EXERCISE GOAL
Write out, word for word, the lines of the records below from the one containing "Rules. Find each instance of the freckled" through the one containing "point(468, 443)", inclusive, and no others.
■ ■ ■ ■ ■
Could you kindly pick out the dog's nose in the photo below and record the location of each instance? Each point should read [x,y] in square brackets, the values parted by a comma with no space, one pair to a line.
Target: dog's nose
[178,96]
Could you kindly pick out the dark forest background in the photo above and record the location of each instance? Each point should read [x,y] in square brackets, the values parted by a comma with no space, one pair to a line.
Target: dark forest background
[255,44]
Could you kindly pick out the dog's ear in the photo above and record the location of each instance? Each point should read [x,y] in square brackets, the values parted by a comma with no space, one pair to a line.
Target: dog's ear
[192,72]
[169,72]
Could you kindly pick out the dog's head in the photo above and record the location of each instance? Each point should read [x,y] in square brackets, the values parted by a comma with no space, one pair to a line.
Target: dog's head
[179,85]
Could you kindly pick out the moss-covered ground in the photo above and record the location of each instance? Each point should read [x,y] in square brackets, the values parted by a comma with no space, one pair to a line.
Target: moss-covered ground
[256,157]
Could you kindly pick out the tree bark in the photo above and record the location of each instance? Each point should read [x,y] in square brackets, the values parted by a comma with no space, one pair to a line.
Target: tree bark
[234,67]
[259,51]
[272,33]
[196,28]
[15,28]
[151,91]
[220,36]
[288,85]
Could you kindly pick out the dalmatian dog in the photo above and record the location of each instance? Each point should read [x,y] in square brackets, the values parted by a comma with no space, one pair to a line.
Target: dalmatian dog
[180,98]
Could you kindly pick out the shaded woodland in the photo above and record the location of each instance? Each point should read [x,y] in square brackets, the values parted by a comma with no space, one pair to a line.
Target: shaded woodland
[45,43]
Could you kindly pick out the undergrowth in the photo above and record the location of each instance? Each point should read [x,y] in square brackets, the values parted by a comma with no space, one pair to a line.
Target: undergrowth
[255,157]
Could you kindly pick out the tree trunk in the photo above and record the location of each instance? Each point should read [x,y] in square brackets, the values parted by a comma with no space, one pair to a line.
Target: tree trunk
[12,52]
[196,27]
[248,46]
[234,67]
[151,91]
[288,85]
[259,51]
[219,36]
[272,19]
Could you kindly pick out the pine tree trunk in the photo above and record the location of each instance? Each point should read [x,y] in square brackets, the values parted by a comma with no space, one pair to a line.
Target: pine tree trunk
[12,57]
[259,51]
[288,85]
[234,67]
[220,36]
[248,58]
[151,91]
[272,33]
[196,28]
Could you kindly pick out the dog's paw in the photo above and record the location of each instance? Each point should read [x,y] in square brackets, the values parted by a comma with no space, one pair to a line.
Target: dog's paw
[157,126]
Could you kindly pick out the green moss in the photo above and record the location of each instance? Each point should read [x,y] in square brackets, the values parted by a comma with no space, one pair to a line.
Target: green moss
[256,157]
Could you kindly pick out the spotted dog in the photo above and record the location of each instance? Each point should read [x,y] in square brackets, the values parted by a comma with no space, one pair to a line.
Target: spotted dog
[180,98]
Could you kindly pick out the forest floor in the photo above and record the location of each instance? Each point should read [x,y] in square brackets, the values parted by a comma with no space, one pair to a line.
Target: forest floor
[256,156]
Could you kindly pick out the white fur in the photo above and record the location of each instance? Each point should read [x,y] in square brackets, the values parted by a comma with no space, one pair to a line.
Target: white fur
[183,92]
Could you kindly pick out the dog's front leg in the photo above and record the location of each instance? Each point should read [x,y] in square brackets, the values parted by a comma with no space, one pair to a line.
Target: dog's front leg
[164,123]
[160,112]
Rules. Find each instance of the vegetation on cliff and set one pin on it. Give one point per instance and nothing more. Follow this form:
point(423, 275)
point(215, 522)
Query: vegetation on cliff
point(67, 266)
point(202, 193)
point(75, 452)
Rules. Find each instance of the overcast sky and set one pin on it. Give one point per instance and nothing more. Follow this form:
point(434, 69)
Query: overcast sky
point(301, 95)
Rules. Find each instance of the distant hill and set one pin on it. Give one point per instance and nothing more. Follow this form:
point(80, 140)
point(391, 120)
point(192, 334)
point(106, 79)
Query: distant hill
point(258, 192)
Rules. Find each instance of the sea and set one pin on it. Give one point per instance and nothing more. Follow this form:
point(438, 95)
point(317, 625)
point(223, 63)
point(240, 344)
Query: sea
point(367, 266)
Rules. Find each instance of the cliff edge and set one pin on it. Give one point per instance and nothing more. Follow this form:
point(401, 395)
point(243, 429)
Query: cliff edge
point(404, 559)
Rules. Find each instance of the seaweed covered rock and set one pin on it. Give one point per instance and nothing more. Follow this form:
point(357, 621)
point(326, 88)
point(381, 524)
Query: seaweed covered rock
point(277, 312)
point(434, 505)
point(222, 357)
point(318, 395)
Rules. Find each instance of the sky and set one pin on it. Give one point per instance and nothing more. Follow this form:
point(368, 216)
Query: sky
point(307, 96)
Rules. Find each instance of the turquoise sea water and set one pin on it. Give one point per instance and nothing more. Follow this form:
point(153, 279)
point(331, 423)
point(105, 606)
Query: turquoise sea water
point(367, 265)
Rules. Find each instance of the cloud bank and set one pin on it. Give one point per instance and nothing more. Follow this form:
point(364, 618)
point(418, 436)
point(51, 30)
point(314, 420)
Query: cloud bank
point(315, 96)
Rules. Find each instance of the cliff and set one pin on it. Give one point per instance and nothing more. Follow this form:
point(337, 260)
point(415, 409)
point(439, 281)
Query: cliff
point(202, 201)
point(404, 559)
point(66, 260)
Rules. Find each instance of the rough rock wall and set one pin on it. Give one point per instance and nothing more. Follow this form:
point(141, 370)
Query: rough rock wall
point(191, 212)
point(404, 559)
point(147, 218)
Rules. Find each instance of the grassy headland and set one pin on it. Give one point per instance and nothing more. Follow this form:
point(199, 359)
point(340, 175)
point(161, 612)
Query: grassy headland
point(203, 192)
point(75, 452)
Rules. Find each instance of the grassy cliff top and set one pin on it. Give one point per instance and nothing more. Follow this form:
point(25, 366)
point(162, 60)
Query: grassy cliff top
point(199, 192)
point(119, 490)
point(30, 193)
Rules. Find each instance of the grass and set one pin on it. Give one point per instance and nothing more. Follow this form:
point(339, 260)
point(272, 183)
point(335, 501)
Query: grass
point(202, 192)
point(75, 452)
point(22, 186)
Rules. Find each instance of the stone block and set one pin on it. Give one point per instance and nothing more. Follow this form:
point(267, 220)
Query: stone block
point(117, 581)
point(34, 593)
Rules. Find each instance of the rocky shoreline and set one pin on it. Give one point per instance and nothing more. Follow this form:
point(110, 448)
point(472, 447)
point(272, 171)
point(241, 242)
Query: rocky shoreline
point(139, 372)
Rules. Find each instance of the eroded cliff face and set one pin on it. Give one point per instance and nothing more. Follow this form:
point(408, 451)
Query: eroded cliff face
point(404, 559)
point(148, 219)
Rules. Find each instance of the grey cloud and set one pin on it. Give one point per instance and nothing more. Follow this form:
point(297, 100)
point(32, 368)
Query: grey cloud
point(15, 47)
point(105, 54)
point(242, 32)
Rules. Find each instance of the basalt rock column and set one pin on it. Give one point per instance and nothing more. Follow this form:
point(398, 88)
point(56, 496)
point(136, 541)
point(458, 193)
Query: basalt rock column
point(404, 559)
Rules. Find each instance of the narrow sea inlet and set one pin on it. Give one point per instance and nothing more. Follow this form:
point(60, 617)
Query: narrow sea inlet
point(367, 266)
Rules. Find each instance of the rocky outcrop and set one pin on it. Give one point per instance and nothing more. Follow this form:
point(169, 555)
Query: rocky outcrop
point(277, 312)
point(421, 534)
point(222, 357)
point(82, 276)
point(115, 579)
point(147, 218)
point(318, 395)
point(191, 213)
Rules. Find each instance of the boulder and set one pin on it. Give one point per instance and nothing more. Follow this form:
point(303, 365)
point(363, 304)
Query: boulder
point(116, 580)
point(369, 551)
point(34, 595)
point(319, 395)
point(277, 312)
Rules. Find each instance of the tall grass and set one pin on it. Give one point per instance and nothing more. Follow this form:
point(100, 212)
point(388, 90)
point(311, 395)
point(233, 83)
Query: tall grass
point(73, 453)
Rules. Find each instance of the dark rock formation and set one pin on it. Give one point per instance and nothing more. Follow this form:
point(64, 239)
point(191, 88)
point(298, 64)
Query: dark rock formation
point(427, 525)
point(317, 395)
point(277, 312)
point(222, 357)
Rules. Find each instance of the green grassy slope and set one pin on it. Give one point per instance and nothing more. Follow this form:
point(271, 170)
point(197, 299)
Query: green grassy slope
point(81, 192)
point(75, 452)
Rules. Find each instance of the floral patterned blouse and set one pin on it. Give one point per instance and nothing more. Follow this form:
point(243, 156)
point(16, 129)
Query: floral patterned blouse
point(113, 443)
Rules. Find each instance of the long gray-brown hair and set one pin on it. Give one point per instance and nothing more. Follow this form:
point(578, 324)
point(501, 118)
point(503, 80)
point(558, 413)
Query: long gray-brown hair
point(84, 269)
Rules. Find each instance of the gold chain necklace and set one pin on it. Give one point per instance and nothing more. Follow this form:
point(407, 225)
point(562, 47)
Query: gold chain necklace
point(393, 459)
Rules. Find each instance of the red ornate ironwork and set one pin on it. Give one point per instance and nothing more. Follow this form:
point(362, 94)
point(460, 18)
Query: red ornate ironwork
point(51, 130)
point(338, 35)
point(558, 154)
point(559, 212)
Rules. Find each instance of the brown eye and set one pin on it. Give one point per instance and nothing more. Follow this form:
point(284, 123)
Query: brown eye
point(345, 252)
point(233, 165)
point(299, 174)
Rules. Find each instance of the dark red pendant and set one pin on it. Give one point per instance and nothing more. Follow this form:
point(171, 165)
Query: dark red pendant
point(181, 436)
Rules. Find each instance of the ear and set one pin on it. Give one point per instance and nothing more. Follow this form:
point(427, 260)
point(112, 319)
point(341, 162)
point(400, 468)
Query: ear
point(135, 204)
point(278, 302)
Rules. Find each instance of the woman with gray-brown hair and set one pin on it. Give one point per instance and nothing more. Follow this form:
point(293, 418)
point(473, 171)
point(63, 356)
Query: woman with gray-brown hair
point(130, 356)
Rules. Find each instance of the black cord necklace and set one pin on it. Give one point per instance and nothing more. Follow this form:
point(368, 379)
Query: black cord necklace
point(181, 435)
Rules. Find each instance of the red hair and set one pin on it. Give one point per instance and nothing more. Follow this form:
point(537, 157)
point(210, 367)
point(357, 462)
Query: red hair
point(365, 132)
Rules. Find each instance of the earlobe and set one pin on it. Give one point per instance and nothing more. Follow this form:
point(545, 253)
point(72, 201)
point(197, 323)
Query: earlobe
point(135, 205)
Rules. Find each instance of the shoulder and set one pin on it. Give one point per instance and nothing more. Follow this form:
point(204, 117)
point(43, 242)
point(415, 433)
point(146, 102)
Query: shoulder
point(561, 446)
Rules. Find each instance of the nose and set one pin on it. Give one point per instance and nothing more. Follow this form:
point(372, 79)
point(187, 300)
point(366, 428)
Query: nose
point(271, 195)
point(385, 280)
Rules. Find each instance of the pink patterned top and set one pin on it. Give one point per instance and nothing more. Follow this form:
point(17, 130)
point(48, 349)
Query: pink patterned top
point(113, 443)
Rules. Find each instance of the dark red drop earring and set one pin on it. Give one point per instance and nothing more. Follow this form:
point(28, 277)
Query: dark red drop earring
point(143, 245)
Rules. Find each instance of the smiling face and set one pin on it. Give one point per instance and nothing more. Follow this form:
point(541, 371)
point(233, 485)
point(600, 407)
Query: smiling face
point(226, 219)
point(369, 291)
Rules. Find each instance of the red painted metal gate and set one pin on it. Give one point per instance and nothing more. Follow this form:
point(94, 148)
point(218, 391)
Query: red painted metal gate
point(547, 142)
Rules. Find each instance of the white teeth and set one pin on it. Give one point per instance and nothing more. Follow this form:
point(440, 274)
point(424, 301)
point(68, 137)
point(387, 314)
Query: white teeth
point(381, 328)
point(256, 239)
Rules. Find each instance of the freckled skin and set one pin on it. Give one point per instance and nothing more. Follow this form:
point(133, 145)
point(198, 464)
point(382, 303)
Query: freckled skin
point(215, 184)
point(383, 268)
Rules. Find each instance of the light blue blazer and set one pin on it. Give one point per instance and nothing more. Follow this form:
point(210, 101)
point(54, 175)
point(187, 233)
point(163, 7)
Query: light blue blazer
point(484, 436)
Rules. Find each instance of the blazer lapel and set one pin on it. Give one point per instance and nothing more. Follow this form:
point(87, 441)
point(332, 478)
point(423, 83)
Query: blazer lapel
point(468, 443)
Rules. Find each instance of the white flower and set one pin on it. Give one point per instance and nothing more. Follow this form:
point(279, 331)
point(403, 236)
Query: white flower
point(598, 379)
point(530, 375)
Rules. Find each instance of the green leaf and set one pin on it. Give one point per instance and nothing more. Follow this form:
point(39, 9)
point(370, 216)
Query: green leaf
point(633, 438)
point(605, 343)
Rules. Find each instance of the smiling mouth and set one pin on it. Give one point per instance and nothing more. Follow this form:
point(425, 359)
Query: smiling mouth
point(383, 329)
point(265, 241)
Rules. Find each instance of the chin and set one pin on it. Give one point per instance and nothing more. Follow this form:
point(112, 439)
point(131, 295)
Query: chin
■ ■ ■ ■ ■
WRITTEN ANSWER
Rules. Find each instance of the freckled skin and set one pin on it. Give one point per instance and nothing more. Follow this form:
point(133, 145)
point(198, 464)
point(382, 303)
Query: freckled skin
point(215, 184)
point(383, 268)
Rules. Find each instance of the light blue blazer and set one pin on it. Give one point per instance and nothing more. Follow this form:
point(210, 101)
point(54, 175)
point(187, 233)
point(163, 7)
Query: light blue blazer
point(484, 436)
Rules. Find each instance of the blazer lapel and set one pin on it. Give one point per instance and nothing more. Follow this form:
point(87, 441)
point(332, 478)
point(423, 83)
Query: blazer lapel
point(468, 443)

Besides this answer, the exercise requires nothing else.